Please copy out every line in the material below that contains the string "scarf". Case counts.

— BEGIN Source material —

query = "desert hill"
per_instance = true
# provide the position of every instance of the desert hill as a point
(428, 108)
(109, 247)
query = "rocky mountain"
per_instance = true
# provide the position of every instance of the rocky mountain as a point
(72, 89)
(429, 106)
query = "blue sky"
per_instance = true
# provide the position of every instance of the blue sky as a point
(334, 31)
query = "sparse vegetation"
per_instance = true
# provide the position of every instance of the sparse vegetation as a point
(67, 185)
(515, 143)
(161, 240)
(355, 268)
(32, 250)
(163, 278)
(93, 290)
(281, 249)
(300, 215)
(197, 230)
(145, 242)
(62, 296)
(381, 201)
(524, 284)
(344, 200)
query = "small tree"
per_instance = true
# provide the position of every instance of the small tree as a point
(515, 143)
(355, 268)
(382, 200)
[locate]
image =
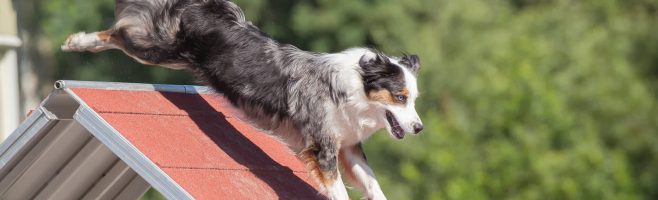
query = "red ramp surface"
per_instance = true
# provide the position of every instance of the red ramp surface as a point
(194, 139)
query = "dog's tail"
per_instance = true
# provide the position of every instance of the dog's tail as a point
(155, 31)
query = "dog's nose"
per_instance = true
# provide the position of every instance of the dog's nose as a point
(418, 127)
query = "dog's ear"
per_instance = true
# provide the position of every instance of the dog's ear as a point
(412, 62)
(370, 59)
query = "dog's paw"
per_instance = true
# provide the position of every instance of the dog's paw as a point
(79, 42)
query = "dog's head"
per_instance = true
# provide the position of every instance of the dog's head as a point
(390, 85)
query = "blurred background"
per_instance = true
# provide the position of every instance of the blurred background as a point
(521, 99)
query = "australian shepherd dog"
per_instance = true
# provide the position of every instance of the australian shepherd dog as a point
(322, 105)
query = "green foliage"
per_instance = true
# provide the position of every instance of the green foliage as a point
(522, 99)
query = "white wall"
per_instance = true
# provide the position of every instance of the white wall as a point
(9, 99)
(9, 87)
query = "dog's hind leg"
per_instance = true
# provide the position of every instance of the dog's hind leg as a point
(359, 173)
(93, 42)
(320, 156)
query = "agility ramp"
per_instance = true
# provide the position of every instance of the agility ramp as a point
(102, 140)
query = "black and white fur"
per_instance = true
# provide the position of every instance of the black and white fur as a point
(322, 105)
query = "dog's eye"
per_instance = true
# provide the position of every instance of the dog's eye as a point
(400, 98)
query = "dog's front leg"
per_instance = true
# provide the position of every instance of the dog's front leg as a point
(359, 173)
(320, 156)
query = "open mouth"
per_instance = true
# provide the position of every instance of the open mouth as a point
(395, 125)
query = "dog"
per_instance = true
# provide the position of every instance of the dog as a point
(322, 105)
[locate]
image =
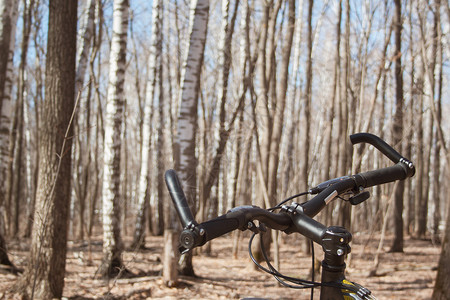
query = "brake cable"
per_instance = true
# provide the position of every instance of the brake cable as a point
(296, 283)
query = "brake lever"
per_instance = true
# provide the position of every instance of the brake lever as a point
(359, 198)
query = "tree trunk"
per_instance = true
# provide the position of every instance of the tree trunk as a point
(144, 177)
(185, 158)
(442, 284)
(397, 245)
(44, 275)
(112, 264)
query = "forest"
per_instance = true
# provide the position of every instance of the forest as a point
(250, 101)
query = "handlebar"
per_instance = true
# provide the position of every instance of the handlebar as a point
(295, 218)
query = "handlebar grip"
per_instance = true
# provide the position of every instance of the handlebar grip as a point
(381, 176)
(178, 198)
(378, 143)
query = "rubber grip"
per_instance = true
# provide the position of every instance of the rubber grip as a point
(377, 143)
(178, 198)
(381, 176)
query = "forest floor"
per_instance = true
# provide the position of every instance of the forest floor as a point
(408, 275)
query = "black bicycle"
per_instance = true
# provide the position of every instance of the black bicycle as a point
(299, 218)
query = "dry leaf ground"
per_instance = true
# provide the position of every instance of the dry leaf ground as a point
(408, 275)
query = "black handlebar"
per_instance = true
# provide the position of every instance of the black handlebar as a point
(384, 148)
(296, 218)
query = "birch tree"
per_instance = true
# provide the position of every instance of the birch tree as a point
(397, 245)
(144, 177)
(112, 264)
(8, 16)
(44, 274)
(186, 162)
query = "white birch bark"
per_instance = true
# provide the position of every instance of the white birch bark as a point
(112, 242)
(84, 45)
(11, 8)
(144, 177)
(187, 120)
(190, 85)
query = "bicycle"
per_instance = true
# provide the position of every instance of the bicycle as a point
(298, 218)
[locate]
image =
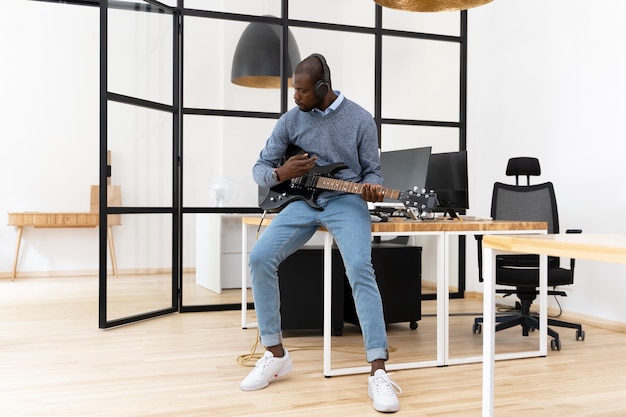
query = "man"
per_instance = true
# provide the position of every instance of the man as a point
(329, 128)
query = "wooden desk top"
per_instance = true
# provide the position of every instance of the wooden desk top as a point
(63, 219)
(595, 247)
(436, 225)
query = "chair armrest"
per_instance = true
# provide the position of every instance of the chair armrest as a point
(572, 262)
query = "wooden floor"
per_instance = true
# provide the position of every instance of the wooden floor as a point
(54, 361)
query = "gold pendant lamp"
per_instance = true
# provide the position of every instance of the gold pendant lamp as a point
(432, 5)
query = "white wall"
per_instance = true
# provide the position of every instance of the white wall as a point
(49, 129)
(547, 79)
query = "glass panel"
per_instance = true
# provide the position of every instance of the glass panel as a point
(427, 71)
(248, 7)
(345, 12)
(140, 141)
(218, 155)
(207, 69)
(442, 139)
(435, 23)
(349, 57)
(144, 259)
(140, 59)
(212, 259)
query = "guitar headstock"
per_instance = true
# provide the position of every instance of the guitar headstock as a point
(423, 201)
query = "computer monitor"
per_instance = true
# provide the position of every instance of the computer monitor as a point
(447, 176)
(405, 169)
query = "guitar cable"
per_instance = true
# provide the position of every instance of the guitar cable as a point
(258, 230)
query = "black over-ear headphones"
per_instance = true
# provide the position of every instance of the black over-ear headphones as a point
(322, 87)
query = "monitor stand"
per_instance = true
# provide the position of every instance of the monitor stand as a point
(451, 213)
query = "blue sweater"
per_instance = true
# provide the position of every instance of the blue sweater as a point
(347, 135)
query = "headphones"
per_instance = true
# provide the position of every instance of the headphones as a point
(322, 87)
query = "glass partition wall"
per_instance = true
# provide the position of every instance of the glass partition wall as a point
(183, 138)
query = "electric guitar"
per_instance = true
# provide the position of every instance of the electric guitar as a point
(309, 186)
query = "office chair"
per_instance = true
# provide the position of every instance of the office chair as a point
(527, 203)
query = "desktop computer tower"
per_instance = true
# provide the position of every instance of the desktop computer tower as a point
(301, 281)
(398, 271)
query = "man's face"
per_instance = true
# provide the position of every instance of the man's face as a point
(303, 94)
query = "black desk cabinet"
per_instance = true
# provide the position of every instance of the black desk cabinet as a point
(301, 278)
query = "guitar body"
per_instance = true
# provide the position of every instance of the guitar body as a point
(301, 188)
(309, 186)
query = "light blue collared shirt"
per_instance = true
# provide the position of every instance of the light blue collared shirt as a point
(332, 107)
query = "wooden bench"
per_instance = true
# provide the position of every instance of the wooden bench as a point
(71, 220)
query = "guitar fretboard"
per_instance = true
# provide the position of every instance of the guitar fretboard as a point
(333, 184)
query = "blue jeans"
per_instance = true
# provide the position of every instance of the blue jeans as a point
(346, 217)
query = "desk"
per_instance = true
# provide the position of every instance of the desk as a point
(594, 247)
(442, 230)
(60, 220)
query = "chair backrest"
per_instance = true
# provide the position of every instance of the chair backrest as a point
(523, 165)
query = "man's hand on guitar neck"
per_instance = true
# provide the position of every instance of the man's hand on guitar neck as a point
(296, 166)
(372, 193)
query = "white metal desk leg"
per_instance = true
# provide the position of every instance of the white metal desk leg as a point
(489, 331)
(443, 302)
(328, 262)
(543, 305)
(244, 276)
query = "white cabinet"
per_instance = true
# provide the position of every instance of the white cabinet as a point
(218, 251)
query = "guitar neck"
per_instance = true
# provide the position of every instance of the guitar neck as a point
(327, 183)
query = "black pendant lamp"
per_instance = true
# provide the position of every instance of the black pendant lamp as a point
(431, 5)
(257, 57)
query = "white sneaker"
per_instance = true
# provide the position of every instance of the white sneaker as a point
(266, 370)
(383, 391)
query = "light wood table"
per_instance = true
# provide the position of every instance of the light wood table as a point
(60, 220)
(442, 231)
(594, 247)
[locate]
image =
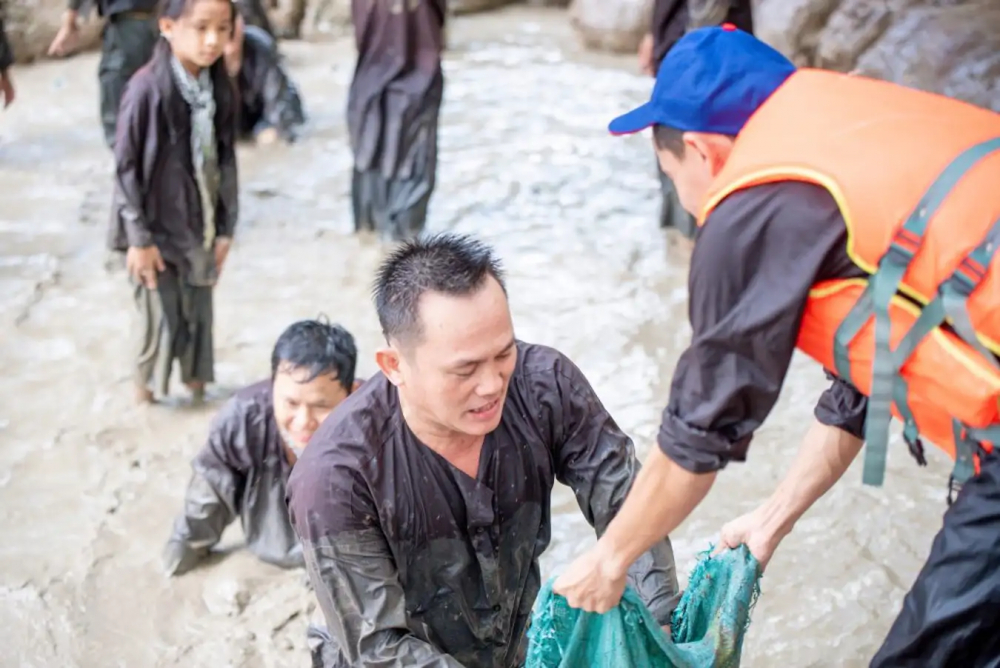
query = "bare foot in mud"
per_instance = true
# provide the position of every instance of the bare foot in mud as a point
(144, 395)
(197, 389)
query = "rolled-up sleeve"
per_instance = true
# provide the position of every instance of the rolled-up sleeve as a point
(598, 462)
(352, 569)
(755, 260)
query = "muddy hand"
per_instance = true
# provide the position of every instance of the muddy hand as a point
(749, 530)
(591, 582)
(144, 264)
(6, 89)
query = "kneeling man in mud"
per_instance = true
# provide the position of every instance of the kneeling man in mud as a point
(254, 442)
(424, 503)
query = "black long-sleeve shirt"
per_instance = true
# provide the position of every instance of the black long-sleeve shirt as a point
(415, 563)
(241, 472)
(754, 262)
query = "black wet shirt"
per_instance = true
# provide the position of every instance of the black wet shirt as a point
(415, 563)
(755, 259)
(240, 472)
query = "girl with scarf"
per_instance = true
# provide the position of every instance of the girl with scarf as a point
(175, 204)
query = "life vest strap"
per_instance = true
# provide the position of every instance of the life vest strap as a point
(882, 288)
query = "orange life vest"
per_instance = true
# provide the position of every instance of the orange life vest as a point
(917, 179)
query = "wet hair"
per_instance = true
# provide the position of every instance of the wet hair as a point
(318, 348)
(447, 263)
(666, 138)
(671, 139)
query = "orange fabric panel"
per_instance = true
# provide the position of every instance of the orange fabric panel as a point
(877, 147)
(946, 377)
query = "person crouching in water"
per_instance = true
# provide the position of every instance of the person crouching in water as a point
(392, 114)
(175, 205)
(253, 443)
(269, 103)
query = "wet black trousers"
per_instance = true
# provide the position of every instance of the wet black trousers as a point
(128, 42)
(951, 616)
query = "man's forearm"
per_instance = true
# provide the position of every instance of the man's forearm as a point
(824, 457)
(662, 497)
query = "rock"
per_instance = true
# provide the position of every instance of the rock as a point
(225, 597)
(326, 19)
(951, 47)
(32, 24)
(611, 25)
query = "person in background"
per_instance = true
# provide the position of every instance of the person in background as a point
(270, 106)
(671, 19)
(424, 503)
(253, 14)
(6, 62)
(392, 113)
(175, 206)
(253, 443)
(128, 40)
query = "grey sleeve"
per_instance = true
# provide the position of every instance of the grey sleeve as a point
(353, 572)
(754, 262)
(597, 460)
(212, 499)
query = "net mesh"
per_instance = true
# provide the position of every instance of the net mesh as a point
(708, 625)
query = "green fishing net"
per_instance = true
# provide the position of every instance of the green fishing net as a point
(707, 627)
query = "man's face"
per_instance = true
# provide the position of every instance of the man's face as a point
(693, 173)
(300, 407)
(457, 374)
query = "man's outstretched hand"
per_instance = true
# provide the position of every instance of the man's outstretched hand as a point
(593, 582)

— END Source material —

▶ _The result_
query = "girl with scarf"
# provide the position of every instance of the girl with scarf as a point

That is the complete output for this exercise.